━━━ Source passage

Accident and emergency patients at Burton’s Queen’s Hospital are suffering as it struggles to cope with a surge in demand, a visitor to the unit has claimed.
Kim Smith described chaotic scenes at the hospital’s A&E department after spending five-and-a-half hours there with her sister, Kerry Lawrence, who had banged her head after suffering a fainting fit.
Mrs Smith, from Winshill, said on one night in the unit last week: ■ A woman waited in A&E for more than eight hours for a bed; ■ An elderly man in a wheelchair was left unattended for three hours waiting to be taken home; ■ Patients were treated in a room which was ‘absolutely filthy’ with what appeared to be urine on the floor; and ■ Blood was left on the floor of a toilet for more than two hours as people continued to use it.
Queen’s has been placed under increasing strain due to the night-time closure of the A&E department at scandal-hit Stafford Hospital, and Mrs Smith claimed Burton was struggling to cope with the resultant surge in patients travelling from the other side of the county.
She said: “We got to the hospital at about 7pm and it was absolutely packed, with people in the corridor and standing in the entrance to A&E.
“We were taken into the triage room for assessment at about 9pm and finally got to see a doctor at 10.30pm.
“The room we were in was absolutely filthy, with stuff all over the floor, including a yellow liquid which hadn’t been cleaned up and used plasters left on the side.
“There was a lady who told A&E reception she’d made a mess in the toilet.
“Two-and-a-half hours later the blood on the floor still hadn’t been cleaned up, and although they’d put an ‘out of order’ sign on it, people were still using it.
“I’ve never seen the unit that packed before and it just seemed like there were too many people for them to cope with.

━━━━━━
━━━ Excerpted data

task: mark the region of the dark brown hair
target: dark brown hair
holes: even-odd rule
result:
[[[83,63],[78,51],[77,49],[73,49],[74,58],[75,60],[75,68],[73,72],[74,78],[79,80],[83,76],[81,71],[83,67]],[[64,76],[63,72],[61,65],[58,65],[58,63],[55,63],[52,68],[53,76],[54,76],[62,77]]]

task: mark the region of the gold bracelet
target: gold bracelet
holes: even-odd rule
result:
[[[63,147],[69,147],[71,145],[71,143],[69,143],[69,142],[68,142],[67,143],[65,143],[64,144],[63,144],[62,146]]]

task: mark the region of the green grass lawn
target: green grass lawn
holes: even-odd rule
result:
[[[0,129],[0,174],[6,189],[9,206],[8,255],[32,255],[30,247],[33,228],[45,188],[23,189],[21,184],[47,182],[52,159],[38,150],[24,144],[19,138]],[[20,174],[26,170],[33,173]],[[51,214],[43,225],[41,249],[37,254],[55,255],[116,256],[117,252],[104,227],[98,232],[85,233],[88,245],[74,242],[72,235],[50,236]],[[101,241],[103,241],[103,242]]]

━━━━━━

## Task requirements
According to the account of the Burton A&E visit, at what time did Kim Smith and her sister finally see a doctor? Nothing in the records is needed here.

## Exercise answer
At 10.30pm.